__TASK__. Count the lines in the records below that contain the string "smoke", matching case exactly. Reply with the number alone.

__DATA PROVIDED__.

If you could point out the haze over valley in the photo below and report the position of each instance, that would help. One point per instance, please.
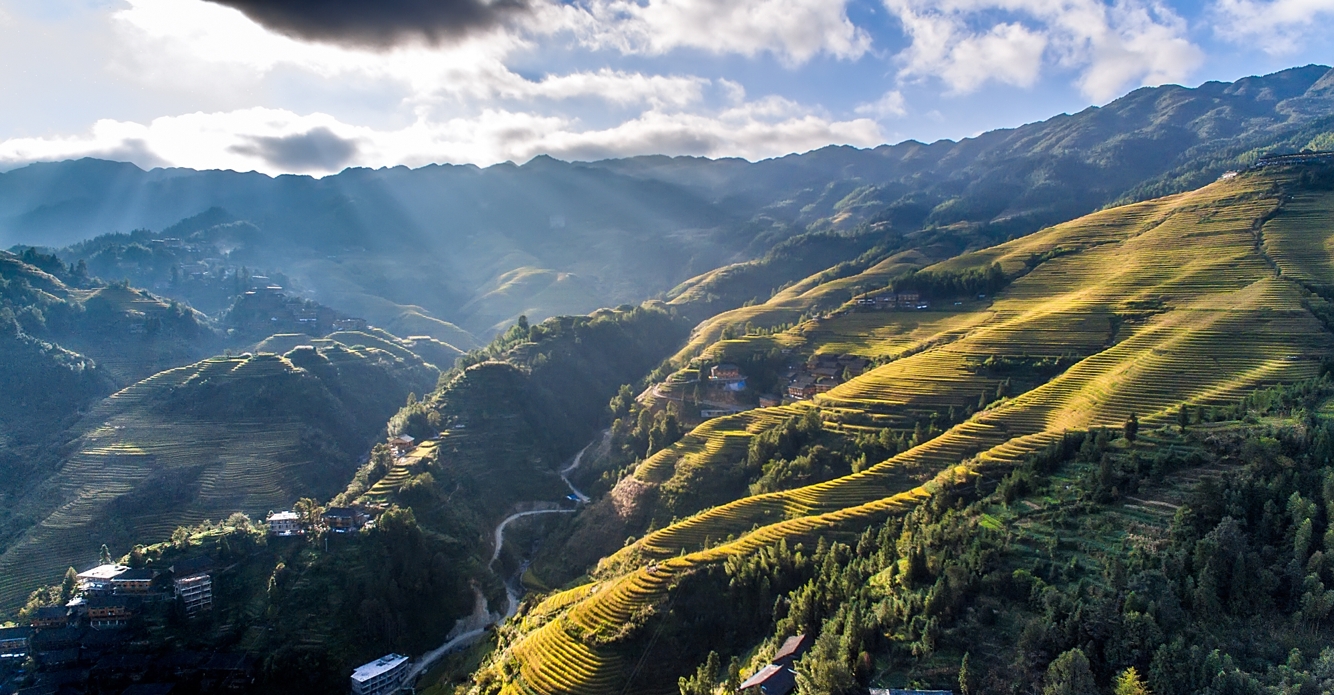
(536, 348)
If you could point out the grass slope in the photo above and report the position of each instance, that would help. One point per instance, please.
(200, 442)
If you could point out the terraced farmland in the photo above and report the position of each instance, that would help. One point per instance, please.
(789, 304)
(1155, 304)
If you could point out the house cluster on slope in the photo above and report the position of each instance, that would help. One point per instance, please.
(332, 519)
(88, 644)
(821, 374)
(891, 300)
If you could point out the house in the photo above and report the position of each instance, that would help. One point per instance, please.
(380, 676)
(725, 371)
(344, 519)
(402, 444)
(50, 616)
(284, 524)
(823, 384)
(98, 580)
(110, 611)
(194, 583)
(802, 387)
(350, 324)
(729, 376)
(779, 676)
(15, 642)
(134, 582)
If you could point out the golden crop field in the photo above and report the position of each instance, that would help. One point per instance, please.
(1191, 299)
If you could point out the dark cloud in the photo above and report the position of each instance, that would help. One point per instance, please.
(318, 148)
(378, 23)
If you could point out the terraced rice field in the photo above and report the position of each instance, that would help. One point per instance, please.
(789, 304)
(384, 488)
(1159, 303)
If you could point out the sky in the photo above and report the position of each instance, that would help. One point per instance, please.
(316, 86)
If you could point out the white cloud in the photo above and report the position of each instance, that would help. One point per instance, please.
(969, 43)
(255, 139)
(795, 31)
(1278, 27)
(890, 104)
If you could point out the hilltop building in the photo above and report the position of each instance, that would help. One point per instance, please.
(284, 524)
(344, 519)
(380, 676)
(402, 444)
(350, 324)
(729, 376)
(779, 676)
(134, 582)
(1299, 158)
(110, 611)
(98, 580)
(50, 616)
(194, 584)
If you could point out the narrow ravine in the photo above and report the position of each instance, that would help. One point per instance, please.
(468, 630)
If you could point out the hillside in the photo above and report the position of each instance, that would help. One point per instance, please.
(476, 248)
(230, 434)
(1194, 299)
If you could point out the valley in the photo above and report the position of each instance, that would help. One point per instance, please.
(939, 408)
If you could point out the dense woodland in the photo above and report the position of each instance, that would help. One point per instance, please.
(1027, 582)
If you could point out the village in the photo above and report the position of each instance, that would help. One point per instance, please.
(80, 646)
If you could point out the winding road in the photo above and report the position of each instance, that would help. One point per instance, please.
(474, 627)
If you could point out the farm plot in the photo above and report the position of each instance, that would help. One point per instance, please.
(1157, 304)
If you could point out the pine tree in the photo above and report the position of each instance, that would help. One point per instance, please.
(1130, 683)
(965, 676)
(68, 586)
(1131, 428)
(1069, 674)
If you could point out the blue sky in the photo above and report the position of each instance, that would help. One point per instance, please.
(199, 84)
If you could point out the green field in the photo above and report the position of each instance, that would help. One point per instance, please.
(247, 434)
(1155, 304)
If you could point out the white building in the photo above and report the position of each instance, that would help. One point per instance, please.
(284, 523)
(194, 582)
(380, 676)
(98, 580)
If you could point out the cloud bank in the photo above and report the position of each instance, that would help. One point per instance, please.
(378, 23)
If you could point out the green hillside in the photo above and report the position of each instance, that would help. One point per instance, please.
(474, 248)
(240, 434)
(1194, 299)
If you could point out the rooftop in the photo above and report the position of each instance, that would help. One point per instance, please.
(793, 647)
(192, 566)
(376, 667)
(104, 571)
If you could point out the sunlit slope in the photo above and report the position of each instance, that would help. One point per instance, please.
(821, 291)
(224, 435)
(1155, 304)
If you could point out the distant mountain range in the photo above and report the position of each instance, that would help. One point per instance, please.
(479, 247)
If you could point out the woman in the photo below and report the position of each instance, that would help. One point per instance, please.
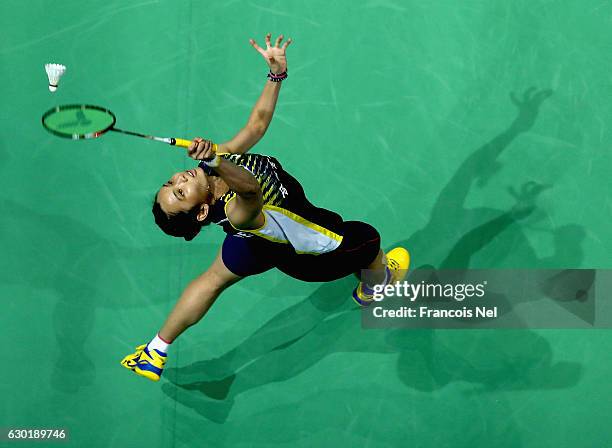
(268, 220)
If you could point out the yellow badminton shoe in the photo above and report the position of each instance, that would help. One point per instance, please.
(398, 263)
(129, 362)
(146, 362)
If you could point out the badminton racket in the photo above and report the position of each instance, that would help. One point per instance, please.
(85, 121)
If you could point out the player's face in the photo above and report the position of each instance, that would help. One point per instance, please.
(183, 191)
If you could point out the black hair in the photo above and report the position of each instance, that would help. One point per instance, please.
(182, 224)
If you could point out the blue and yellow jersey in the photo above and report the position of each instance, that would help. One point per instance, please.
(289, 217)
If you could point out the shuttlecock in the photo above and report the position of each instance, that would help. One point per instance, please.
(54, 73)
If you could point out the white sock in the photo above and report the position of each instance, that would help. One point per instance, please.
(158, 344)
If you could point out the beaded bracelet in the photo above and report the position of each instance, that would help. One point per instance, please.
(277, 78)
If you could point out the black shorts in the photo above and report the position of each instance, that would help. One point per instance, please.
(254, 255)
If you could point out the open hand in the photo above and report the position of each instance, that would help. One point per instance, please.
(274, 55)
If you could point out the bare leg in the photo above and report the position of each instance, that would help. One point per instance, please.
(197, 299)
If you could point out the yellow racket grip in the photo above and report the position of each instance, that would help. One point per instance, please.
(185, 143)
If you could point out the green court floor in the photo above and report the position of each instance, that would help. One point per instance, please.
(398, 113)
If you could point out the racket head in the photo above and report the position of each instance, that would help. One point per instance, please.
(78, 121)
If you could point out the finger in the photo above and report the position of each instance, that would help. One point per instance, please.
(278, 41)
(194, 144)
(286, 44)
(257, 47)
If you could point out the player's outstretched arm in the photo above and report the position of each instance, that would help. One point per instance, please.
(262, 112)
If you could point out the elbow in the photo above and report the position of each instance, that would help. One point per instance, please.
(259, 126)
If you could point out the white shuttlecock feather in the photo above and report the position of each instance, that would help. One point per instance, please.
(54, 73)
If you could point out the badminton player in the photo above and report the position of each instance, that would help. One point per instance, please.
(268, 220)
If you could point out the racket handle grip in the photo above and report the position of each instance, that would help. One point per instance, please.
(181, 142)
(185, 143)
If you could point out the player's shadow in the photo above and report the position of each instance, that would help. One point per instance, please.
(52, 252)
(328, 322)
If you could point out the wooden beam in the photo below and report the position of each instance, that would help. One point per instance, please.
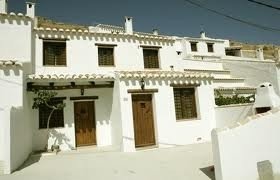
--
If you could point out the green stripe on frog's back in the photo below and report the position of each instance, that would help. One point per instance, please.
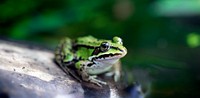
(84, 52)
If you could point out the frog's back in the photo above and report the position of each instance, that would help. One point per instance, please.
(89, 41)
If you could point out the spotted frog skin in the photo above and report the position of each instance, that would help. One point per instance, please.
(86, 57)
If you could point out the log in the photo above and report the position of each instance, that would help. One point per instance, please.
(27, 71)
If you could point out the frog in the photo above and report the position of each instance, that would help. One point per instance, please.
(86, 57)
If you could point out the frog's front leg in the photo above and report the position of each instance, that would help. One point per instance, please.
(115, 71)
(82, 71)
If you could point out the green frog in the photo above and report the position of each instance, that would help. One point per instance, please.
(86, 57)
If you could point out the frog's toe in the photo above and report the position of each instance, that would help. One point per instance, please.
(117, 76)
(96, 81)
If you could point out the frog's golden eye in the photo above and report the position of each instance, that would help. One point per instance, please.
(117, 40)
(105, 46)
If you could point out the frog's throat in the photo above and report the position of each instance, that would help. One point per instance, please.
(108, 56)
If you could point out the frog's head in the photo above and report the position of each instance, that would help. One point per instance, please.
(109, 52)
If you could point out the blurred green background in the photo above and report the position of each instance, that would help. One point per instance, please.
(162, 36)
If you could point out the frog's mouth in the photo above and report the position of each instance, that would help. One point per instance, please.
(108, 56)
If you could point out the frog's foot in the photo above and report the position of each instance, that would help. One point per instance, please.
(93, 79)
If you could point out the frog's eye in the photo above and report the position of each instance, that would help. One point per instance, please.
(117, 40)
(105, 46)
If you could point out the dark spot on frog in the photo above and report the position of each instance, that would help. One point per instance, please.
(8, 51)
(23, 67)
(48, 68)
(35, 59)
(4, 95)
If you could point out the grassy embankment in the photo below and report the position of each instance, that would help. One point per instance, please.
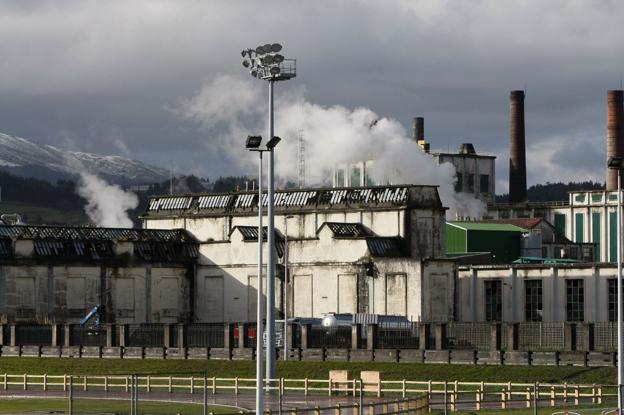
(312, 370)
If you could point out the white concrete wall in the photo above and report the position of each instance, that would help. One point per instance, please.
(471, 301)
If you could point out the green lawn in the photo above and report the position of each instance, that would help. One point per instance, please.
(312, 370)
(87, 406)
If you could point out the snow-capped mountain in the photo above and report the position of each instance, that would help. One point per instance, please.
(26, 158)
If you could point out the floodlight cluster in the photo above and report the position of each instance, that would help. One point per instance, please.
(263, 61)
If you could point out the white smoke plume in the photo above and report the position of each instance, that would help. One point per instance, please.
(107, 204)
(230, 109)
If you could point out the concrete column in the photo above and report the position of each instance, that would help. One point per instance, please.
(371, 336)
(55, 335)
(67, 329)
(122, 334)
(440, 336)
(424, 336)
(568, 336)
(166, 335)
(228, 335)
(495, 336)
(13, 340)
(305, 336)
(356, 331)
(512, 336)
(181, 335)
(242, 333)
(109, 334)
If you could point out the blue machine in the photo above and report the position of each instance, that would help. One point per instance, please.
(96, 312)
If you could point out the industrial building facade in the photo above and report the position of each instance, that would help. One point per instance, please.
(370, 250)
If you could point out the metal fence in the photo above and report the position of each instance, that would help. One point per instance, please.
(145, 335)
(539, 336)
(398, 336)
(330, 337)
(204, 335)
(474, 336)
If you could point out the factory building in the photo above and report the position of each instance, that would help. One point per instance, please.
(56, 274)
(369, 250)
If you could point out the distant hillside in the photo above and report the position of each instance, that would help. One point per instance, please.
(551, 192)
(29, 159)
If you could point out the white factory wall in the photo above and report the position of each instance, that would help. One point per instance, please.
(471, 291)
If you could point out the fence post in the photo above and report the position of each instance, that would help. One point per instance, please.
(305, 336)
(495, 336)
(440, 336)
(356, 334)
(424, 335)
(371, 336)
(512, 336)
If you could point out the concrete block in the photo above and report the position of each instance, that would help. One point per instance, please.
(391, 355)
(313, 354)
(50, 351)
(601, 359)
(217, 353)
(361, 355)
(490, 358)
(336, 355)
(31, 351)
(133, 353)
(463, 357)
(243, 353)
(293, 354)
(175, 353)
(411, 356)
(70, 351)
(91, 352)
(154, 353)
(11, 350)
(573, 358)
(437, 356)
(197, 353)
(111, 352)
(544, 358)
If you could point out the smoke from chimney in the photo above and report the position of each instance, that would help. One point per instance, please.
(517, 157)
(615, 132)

__EXPECTED ANSWER__. 2